- [Text section]
○ ○ ○ ○

By Marcela Ayres and Bernardo Caram
BRASILIA, Feb 27 (Reuters) - Brazil's government partially rolled back a controversial increase in import tariffs approved earlier this year, the Ministry of Development, Industry, Trade and Services said on Friday.
The move, previously reported by Reuters, citing sources, restores a zero tariff on items that had been taxed after losing exemptions granted under the government's policy to attract data centers to the country.
In February, President Luiz Inacio Lula
da Silva's administration raised import duties on more than 1,200 capital and technology goods.
The Independent Fiscal Institution (IFI), a fiscal entity linked to the Senate, had estimated the measure would generate between 14 billion reais and 20 billion reais ($2.7-3.9 billion) in additional revenue this year.
Now, 105 items have returned to a zero-tariff regime, including refrigeration compressors and other components critical for internal hardware cooling, as well as substations used to connect data centers to primary power infrastructure.
The government also reinstated exemptions for items unrelated to the data center sector after receiving requests from various industries, including textile machinery, medical equipment and truck-mounted cranes.

○ ○ ○ ○

Collection entries
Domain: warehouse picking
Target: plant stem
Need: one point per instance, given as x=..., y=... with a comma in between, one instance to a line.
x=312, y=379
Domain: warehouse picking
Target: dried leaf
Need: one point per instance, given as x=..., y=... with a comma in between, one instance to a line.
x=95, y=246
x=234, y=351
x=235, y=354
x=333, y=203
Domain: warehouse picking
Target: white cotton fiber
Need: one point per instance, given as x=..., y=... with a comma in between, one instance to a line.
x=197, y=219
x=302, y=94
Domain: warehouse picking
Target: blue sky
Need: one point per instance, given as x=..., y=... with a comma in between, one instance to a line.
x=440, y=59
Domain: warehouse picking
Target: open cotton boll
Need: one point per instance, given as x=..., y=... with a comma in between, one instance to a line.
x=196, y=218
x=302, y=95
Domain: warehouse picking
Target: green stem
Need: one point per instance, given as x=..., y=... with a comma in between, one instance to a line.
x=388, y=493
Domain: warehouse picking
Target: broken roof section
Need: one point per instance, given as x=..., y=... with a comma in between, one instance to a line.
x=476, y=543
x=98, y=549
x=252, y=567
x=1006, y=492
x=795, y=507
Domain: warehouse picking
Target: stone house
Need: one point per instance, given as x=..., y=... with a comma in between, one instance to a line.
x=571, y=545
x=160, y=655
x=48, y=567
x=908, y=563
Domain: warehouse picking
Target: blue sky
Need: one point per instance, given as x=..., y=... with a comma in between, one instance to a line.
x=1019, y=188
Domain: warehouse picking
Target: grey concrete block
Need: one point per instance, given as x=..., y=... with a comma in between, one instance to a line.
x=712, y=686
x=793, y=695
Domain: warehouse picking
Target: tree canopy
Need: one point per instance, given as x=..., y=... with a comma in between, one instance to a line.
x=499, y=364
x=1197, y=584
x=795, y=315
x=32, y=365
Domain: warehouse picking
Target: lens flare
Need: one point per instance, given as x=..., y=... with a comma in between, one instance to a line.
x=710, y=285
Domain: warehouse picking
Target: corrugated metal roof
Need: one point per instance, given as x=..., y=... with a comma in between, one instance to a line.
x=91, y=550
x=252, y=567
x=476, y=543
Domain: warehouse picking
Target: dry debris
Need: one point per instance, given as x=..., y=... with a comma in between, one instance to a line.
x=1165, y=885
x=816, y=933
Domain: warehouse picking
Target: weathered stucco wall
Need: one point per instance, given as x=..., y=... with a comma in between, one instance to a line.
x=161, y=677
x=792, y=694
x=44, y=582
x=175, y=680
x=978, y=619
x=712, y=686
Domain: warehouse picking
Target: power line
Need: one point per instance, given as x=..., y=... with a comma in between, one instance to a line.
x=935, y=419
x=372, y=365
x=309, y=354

○ ○ ○ ○

- [Problems to work on]
1. List every organization or institution that the article on Brazil's import tariffs mentions by name.
2. Carry on writing the article on Brazil's import tariffs, starting after its last sentence.

- [Numbered answers]
1. Reuters; the Ministry of Development, Industry, Trade and Services; the Independent Fiscal Institution (IFI); the Senate

2.
The tariff hike had been crafted by the Finance Ministry, which argued that the realignment was needed because the affected goods account for a recurring sectoral trade deficit and a high penetration of imports - a trend the ministry's economic policy secretariat described as not "merely cyclical, but structural."
Speaking on condition of anonymity, a government source said the motivation behind the tax increase was fundamentally fiscal, as the additional revenue from raising import taxes - which does not require congressional approval and takes immediate effect - will be important for meeting the government's fiscal targets not only this year but also next year.
That discussion is taking place in the context of the 2027 budget guidelines bill, which is due to be submitted to Congress in April, added the source.